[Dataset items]
******************************

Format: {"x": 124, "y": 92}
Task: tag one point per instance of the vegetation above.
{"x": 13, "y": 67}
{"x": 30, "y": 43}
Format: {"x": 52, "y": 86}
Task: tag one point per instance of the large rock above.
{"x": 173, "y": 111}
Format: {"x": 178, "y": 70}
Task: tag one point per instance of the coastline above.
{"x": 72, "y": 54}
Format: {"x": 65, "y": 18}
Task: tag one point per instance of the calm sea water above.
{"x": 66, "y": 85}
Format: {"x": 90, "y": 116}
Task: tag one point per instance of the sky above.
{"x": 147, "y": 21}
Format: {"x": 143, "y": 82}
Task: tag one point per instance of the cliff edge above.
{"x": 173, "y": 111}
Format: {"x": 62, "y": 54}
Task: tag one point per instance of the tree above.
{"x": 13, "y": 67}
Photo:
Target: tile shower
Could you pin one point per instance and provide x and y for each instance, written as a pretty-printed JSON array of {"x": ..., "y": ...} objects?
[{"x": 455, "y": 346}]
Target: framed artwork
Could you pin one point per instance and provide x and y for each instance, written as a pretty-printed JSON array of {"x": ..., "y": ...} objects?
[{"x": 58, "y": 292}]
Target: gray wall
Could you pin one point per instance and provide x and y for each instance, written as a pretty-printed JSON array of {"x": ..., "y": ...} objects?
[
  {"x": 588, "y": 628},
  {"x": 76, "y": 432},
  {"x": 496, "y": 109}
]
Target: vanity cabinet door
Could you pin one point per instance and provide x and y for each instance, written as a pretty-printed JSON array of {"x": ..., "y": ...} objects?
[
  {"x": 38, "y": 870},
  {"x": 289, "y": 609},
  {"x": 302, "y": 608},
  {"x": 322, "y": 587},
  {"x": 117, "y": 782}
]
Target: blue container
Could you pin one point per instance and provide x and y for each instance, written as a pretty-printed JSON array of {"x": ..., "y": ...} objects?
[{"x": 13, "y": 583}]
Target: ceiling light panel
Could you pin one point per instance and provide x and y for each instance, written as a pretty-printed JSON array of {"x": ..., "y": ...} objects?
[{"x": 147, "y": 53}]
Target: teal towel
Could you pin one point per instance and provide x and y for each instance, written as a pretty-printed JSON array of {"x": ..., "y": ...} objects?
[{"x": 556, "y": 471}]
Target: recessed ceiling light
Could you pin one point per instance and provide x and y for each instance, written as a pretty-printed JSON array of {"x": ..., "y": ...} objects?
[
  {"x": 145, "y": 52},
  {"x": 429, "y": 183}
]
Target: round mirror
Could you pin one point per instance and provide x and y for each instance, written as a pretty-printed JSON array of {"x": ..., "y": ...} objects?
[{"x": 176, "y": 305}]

******************************

◆ Exercise ◆
Determine the number of lines in the entries that contain "Target", then write that number alone.

◆ Exercise response ◆
9